= Document text =
In 1967, when preparing a revised edition of Homosexuality, I was again reminded of the need for discretion. I sent some drafts to Glanville Williams, a distinguished criminal lawyer and a member of the Cambridge Law Faculty. He made commendatory remarks, but coupled with a warning. I had included a description of a visit to the famous DOK gay nightclub in Amsterdam. He advised me to make clear my visit was ‘professional’. In the published version I left the description without further comment, feeling that to ‘protest too much’ would be dangerous.
Sometime later, I was invited to talk on homosexuality at a medical conference. A gay liberation protest group attempted to blockade the venue because they thought they should have been represented among the participants. The Chairman eventually agreed that some of them could attend. After my talk one of them made some disparaging comment and added: “We know him he’s an old ‘queen’ of the establishment”. My anxiety at being singled out was allayed when a protester suggested that another speaker, the psychiatrist John Bancroft, later to become Director of the famous Kinsey Institute, whose wife was with him, might also be gay! After the meeting a newspaper reporter approached me for a reaction to the ‘accusation’. I responded that one was used to students’ silly provocations. Nothing appeared in the press.

= Required tasks =
(a) In the memoir excerpt, which nightclub does the writer describe visiting?
(b) List every word or phrase that the memoir excerpt sets in single quotation marks.
(c) Resume the memoir excerpt after its final sentence.
None of the lines that follow are needed.

[Dataset entries]
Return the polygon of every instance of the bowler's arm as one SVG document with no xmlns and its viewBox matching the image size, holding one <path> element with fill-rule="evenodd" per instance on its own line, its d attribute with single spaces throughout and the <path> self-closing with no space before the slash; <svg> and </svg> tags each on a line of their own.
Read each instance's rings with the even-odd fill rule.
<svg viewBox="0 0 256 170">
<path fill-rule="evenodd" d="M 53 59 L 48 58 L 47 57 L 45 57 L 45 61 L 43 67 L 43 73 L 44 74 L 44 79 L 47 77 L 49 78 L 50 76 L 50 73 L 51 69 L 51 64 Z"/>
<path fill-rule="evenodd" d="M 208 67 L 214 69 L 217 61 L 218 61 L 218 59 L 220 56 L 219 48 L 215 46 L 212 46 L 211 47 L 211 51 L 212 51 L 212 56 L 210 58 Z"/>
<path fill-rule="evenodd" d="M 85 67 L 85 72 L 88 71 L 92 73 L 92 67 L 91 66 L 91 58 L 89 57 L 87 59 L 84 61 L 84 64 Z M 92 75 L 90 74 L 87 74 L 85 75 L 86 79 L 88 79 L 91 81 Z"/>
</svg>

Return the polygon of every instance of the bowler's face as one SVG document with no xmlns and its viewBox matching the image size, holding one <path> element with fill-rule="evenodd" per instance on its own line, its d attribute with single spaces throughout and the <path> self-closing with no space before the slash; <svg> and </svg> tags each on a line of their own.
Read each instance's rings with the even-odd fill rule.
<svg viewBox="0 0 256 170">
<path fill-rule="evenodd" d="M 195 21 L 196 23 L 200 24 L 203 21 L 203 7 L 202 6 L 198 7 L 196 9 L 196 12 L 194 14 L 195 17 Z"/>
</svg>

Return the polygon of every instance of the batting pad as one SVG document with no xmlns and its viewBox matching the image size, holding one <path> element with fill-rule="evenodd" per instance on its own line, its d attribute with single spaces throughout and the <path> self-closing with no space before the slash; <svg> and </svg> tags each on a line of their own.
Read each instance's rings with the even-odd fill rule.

= Answers for the exercise =
(a) The DOK gay nightclub in Amsterdam.

(b) ‘professional’, ‘protest too much’, ‘queen’, ‘accusation’

(c)
When the Cambridge University students’ Gay Group asked me to become an officer (the regulations required student societies to have a representative from the teaching staff) the then Director of the Institute of Criminology, Nigel Walker, advised me privately to decline on the grounds that they would be better served by having a married man. The Gay Group were in luck as John Robinson, the Dean of Trinity, then agreed to help.
Research was always my main interest, but teaching was a prime duty of all academic staff at the Institute. My experience of delivering lectures and conducting seminars was, to say the least, limited, and although I knew about psychological theories of anti-social behaviour my knowledge of other aspects of criminology was primitive. The Institute’s range of courses is now greatly expanded, but at first teaching was confined to a one year course for graduates leading to a Diploma in Criminology, later changed to a Master’s degree. A wide range of topics was covered, including sociological and psychological theories of criminal behaviour, the formation and application of criminal law, the operation of the criminal justice system (police, courts, prisons, probation) official statistics of crime, correctional and therapeutic regimes, and provisions for mentally abnormal offenders. Forensic science, (from fingerprints to ballistics and autopsies) often equated with criminology in crime fiction and TV dramas, was deliberately omitted. The Institute’s students were mostly lawyers and sociologists with a smattering from other humanities.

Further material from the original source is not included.